→ **DATASET CONTENT**
= = = =

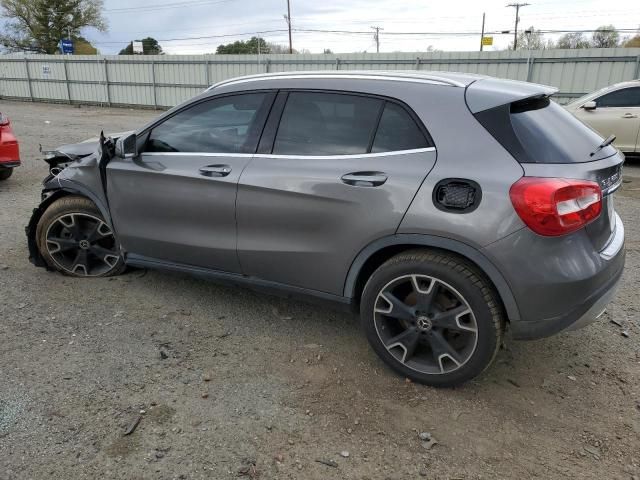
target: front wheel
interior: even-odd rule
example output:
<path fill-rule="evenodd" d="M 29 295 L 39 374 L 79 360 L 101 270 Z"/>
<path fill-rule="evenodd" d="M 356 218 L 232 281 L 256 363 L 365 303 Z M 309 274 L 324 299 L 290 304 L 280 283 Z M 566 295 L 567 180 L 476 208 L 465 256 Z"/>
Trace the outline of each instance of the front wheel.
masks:
<path fill-rule="evenodd" d="M 413 381 L 453 387 L 493 361 L 504 319 L 493 289 L 463 259 L 410 251 L 367 282 L 361 318 L 369 343 Z"/>
<path fill-rule="evenodd" d="M 125 268 L 113 231 L 87 198 L 63 197 L 49 205 L 36 238 L 47 264 L 66 275 L 107 277 Z"/>
<path fill-rule="evenodd" d="M 13 168 L 0 168 L 0 180 L 7 180 L 13 175 Z"/>

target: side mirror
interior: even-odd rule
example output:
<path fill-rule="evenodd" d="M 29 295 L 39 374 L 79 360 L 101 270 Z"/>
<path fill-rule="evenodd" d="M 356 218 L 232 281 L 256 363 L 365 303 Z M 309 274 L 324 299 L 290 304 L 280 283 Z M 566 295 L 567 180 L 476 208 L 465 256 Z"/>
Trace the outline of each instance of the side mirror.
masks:
<path fill-rule="evenodd" d="M 120 158 L 132 158 L 137 155 L 136 151 L 136 134 L 130 133 L 124 137 L 120 137 L 116 142 L 116 156 Z"/>
<path fill-rule="evenodd" d="M 595 110 L 597 107 L 596 102 L 591 100 L 590 102 L 586 102 L 584 105 L 582 105 L 582 108 L 584 108 L 585 110 Z"/>

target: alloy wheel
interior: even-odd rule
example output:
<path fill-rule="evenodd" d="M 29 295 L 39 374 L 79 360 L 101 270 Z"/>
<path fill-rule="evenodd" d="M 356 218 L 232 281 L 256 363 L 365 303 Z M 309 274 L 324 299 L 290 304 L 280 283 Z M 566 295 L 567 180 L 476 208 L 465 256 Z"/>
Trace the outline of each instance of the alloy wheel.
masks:
<path fill-rule="evenodd" d="M 107 273 L 120 260 L 113 231 L 100 218 L 68 213 L 56 218 L 46 233 L 46 248 L 67 273 L 94 277 Z"/>
<path fill-rule="evenodd" d="M 465 298 L 427 275 L 403 275 L 387 283 L 374 305 L 380 341 L 396 361 L 426 374 L 461 368 L 478 343 L 478 325 Z"/>

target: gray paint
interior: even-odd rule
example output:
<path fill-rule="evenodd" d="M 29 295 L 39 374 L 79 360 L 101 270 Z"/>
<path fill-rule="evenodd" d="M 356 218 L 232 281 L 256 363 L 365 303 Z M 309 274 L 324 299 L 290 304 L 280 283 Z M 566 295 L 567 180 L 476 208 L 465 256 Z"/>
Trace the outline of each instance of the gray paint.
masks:
<path fill-rule="evenodd" d="M 467 107 L 465 89 L 483 82 L 489 88 L 474 90 L 476 106 L 544 91 L 538 86 L 508 84 L 501 100 L 498 81 L 460 75 L 452 76 L 451 82 L 349 74 L 243 80 L 219 85 L 193 102 L 254 88 L 388 96 L 415 111 L 433 137 L 435 149 L 342 157 L 143 154 L 135 159 L 115 158 L 107 167 L 109 202 L 95 154 L 74 163 L 58 178 L 61 186 L 63 182 L 83 185 L 92 198 L 109 206 L 115 232 L 132 260 L 208 271 L 214 277 L 242 276 L 265 286 L 288 285 L 294 291 L 325 298 L 345 296 L 350 301 L 357 266 L 377 251 L 374 245 L 431 245 L 475 263 L 495 286 L 514 325 L 544 324 L 526 327 L 529 334 L 521 336 L 542 336 L 555 331 L 546 327 L 549 322 L 556 329 L 564 328 L 613 288 L 610 279 L 620 274 L 624 248 L 610 255 L 600 252 L 623 231 L 609 220 L 614 215 L 611 208 L 603 212 L 608 217 L 591 226 L 600 230 L 595 235 L 588 227 L 563 237 L 540 237 L 516 215 L 509 188 L 525 173 L 598 180 L 622 157 L 571 165 L 517 163 Z M 198 170 L 210 164 L 227 164 L 231 173 L 221 178 L 199 175 Z M 384 172 L 388 180 L 377 187 L 340 181 L 344 174 L 356 171 Z M 436 209 L 433 188 L 445 178 L 465 178 L 481 185 L 478 208 L 470 213 Z M 607 198 L 606 206 L 610 205 Z M 600 242 L 603 232 L 604 243 Z M 620 238 L 617 241 L 622 245 Z"/>
<path fill-rule="evenodd" d="M 466 99 L 471 113 L 478 113 L 523 98 L 553 95 L 557 91 L 557 88 L 546 85 L 487 78 L 470 85 Z"/>

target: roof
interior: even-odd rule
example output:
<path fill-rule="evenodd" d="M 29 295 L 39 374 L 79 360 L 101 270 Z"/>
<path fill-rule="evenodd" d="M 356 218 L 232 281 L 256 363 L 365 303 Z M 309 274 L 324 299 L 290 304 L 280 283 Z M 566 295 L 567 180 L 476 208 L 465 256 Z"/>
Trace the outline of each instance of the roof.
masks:
<path fill-rule="evenodd" d="M 244 77 L 230 78 L 218 82 L 207 90 L 221 87 L 223 85 L 233 85 L 237 83 L 259 82 L 263 80 L 276 79 L 303 79 L 303 78 L 336 78 L 336 79 L 363 79 L 363 80 L 391 80 L 415 83 L 440 84 L 450 87 L 466 87 L 469 84 L 481 78 L 487 78 L 484 75 L 475 75 L 468 73 L 451 73 L 451 72 L 421 72 L 415 70 L 315 70 L 301 72 L 275 72 L 262 73 L 257 75 L 247 75 Z"/>

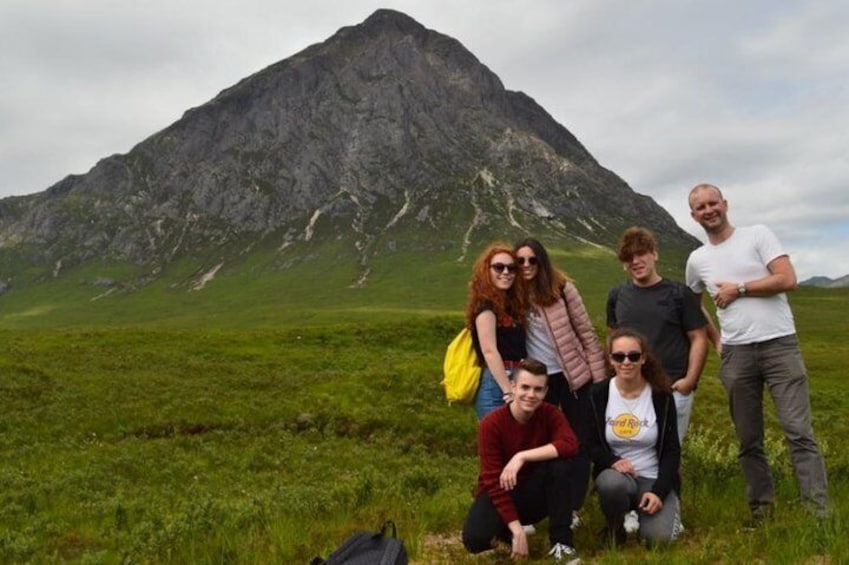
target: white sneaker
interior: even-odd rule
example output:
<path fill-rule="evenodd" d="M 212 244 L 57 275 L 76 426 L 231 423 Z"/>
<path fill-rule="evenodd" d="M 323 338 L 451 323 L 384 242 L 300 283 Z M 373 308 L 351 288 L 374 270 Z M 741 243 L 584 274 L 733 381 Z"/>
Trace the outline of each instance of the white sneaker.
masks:
<path fill-rule="evenodd" d="M 677 540 L 684 533 L 684 524 L 681 522 L 681 515 L 676 514 L 675 520 L 672 522 L 672 539 Z"/>
<path fill-rule="evenodd" d="M 565 543 L 555 543 L 551 546 L 551 551 L 548 554 L 554 557 L 554 561 L 563 563 L 564 565 L 578 565 L 581 563 L 581 558 L 578 557 L 578 551 Z"/>
<path fill-rule="evenodd" d="M 622 524 L 625 527 L 625 532 L 633 534 L 640 529 L 640 517 L 636 510 L 631 510 L 625 514 L 625 522 Z"/>
<path fill-rule="evenodd" d="M 580 528 L 583 525 L 584 525 L 584 519 L 581 518 L 581 515 L 578 514 L 577 512 L 573 512 L 572 513 L 572 523 L 569 525 L 569 528 L 574 530 L 575 528 Z"/>
<path fill-rule="evenodd" d="M 522 529 L 525 530 L 526 536 L 532 536 L 537 533 L 537 529 L 533 524 L 522 524 Z"/>

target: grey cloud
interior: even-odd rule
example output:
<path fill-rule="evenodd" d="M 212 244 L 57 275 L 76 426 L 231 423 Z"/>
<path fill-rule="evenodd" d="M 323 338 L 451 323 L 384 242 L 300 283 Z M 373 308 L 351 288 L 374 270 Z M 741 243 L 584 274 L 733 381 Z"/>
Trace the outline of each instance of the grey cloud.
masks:
<path fill-rule="evenodd" d="M 458 39 L 692 233 L 686 191 L 713 181 L 733 195 L 735 222 L 776 224 L 800 273 L 849 272 L 824 259 L 845 255 L 849 213 L 838 0 L 4 0 L 0 73 L 15 88 L 0 91 L 0 195 L 126 152 L 379 7 Z"/>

= = = =

→ **EXERCISE OBJECTIVE**
Write the material above out again exactly. Omit every image.

→ **ANSWER TO THIS PROBLEM**
target: front wheel
interior: even-odd rule
example output:
<path fill-rule="evenodd" d="M 29 295 L 39 374 L 79 360 L 101 270 Z"/>
<path fill-rule="evenodd" d="M 356 218 L 232 281 L 256 363 L 365 303 Z M 309 274 L 324 299 L 290 304 L 280 283 Z M 566 295 L 567 180 L 476 208 L 465 256 Z"/>
Trace the outline of each instance of the front wheel.
masks:
<path fill-rule="evenodd" d="M 413 381 L 453 387 L 493 361 L 504 319 L 493 289 L 463 259 L 410 251 L 367 282 L 361 318 L 369 343 Z"/>
<path fill-rule="evenodd" d="M 125 268 L 113 231 L 87 198 L 63 197 L 49 205 L 36 238 L 47 264 L 66 275 L 107 277 Z"/>
<path fill-rule="evenodd" d="M 13 168 L 0 168 L 0 180 L 7 180 L 13 175 Z"/>

target: side mirror
interior: even-odd rule
example output:
<path fill-rule="evenodd" d="M 29 295 L 39 374 L 79 360 L 101 270 Z"/>
<path fill-rule="evenodd" d="M 356 218 L 232 281 L 256 363 L 365 303 Z M 309 274 L 324 299 L 290 304 L 280 283 Z M 566 295 L 567 180 L 476 208 L 465 256 Z"/>
Trace the outline of each instance of the side mirror.
masks:
<path fill-rule="evenodd" d="M 120 158 L 132 158 L 137 155 L 136 151 L 136 134 L 130 133 L 124 137 L 120 137 L 116 142 L 116 156 Z"/>
<path fill-rule="evenodd" d="M 595 110 L 597 107 L 596 102 L 591 100 L 590 102 L 586 102 L 584 105 L 582 105 L 582 108 L 584 108 L 585 110 Z"/>

target: alloy wheel
interior: even-odd rule
example output:
<path fill-rule="evenodd" d="M 29 295 L 39 374 L 79 360 L 101 270 Z"/>
<path fill-rule="evenodd" d="M 356 218 L 232 281 L 256 363 L 365 303 Z M 309 274 L 324 299 L 290 304 L 280 283 Z M 566 295 L 567 180 L 476 208 L 465 256 Z"/>
Trace the outline of each instance of the alloy wheel.
masks:
<path fill-rule="evenodd" d="M 107 273 L 120 260 L 113 231 L 100 218 L 68 213 L 56 218 L 46 233 L 46 248 L 67 273 L 94 277 Z"/>
<path fill-rule="evenodd" d="M 465 298 L 427 275 L 403 275 L 387 283 L 374 305 L 380 341 L 396 361 L 426 374 L 461 368 L 478 343 L 478 325 Z"/>

target: gray paint
interior: even-odd rule
example output:
<path fill-rule="evenodd" d="M 29 295 L 39 374 L 79 360 L 101 270 Z"/>
<path fill-rule="evenodd" d="M 356 218 L 232 281 L 256 363 L 365 303 Z M 309 274 L 324 299 L 290 304 L 280 283 Z M 566 295 L 567 180 L 476 208 L 465 256 Z"/>
Trace the outline of each instance of the gray paint.
masks:
<path fill-rule="evenodd" d="M 467 107 L 465 89 L 483 82 L 489 88 L 474 90 L 476 106 L 544 91 L 538 86 L 508 84 L 501 100 L 498 81 L 460 75 L 452 76 L 451 82 L 349 74 L 243 80 L 219 85 L 193 102 L 254 88 L 388 96 L 415 111 L 433 137 L 435 149 L 342 157 L 143 154 L 135 159 L 115 158 L 107 167 L 109 202 L 95 154 L 74 163 L 58 178 L 61 186 L 63 182 L 83 185 L 92 198 L 109 206 L 115 232 L 132 260 L 208 271 L 214 277 L 242 276 L 265 286 L 288 285 L 294 291 L 325 298 L 345 296 L 350 301 L 357 266 L 377 251 L 374 245 L 431 245 L 475 263 L 495 286 L 514 325 L 544 324 L 526 327 L 529 334 L 521 336 L 542 336 L 555 331 L 546 327 L 549 322 L 556 329 L 564 328 L 613 288 L 610 279 L 620 274 L 624 248 L 610 255 L 600 252 L 623 231 L 609 220 L 614 215 L 611 208 L 603 212 L 608 217 L 591 226 L 600 230 L 595 235 L 588 227 L 563 237 L 540 237 L 516 215 L 509 188 L 525 173 L 598 180 L 622 157 L 571 165 L 517 163 Z M 198 170 L 210 164 L 227 164 L 231 173 L 221 178 L 199 175 Z M 384 172 L 388 180 L 377 187 L 340 181 L 344 174 L 356 171 Z M 436 209 L 433 188 L 445 178 L 465 178 L 481 185 L 478 208 L 470 213 Z M 607 198 L 606 206 L 610 205 Z M 600 242 L 603 232 L 604 243 Z M 620 238 L 617 241 L 622 245 Z"/>
<path fill-rule="evenodd" d="M 466 99 L 471 113 L 478 113 L 523 98 L 553 95 L 557 91 L 557 88 L 546 85 L 487 78 L 470 85 Z"/>

target: roof
interior: even-odd rule
example output:
<path fill-rule="evenodd" d="M 29 295 L 39 374 L 79 360 L 101 270 Z"/>
<path fill-rule="evenodd" d="M 356 218 L 232 281 L 256 363 L 365 303 Z M 309 274 L 324 299 L 290 304 L 280 283 Z M 566 295 L 567 180 L 476 208 L 465 256 Z"/>
Trace the outline of each instance of the roof.
masks:
<path fill-rule="evenodd" d="M 244 77 L 230 78 L 218 82 L 207 90 L 221 87 L 223 85 L 233 85 L 237 83 L 259 82 L 263 80 L 276 79 L 303 79 L 303 78 L 336 78 L 336 79 L 363 79 L 363 80 L 391 80 L 415 83 L 440 84 L 450 87 L 466 87 L 469 84 L 481 78 L 487 78 L 484 75 L 475 75 L 468 73 L 451 73 L 451 72 L 421 72 L 415 70 L 315 70 L 301 72 L 275 72 L 262 73 L 257 75 L 247 75 Z"/>

target: white sneaker
interior: even-odd rule
example output:
<path fill-rule="evenodd" d="M 212 244 L 57 275 L 76 426 L 231 423 Z"/>
<path fill-rule="evenodd" d="M 323 338 L 451 323 L 384 242 L 300 283 Z M 373 308 L 351 288 L 374 270 Z M 741 243 L 584 274 L 733 381 Z"/>
Trace the outline of each instance of the white sneaker.
masks:
<path fill-rule="evenodd" d="M 677 540 L 684 533 L 684 524 L 681 522 L 681 515 L 676 514 L 675 520 L 672 522 L 672 539 Z"/>
<path fill-rule="evenodd" d="M 565 543 L 555 543 L 551 546 L 551 551 L 548 554 L 554 557 L 554 561 L 563 563 L 564 565 L 578 565 L 581 563 L 581 558 L 578 557 L 578 551 Z"/>
<path fill-rule="evenodd" d="M 622 524 L 625 527 L 625 532 L 633 534 L 640 529 L 640 517 L 636 510 L 631 510 L 625 514 L 625 522 Z"/>
<path fill-rule="evenodd" d="M 580 528 L 583 525 L 584 525 L 584 519 L 581 518 L 581 515 L 578 514 L 577 512 L 573 512 L 572 513 L 572 523 L 569 525 L 569 528 L 574 530 L 575 528 Z"/>
<path fill-rule="evenodd" d="M 522 529 L 525 530 L 526 536 L 532 536 L 537 533 L 537 529 L 533 524 L 522 524 Z"/>

target: grey cloud
interior: even-odd rule
example output:
<path fill-rule="evenodd" d="M 212 244 L 57 275 L 76 426 L 231 423 Z"/>
<path fill-rule="evenodd" d="M 323 338 L 451 323 L 384 242 L 300 283 Z M 373 308 L 351 288 L 374 270 Z M 741 243 L 584 274 L 733 381 Z"/>
Trace the outline of each instance of the grey cloud.
masks:
<path fill-rule="evenodd" d="M 458 39 L 692 233 L 686 191 L 713 181 L 733 195 L 735 222 L 776 224 L 800 273 L 849 272 L 824 259 L 845 255 L 849 213 L 838 0 L 4 0 L 0 73 L 15 88 L 0 91 L 0 195 L 126 152 L 379 7 Z"/>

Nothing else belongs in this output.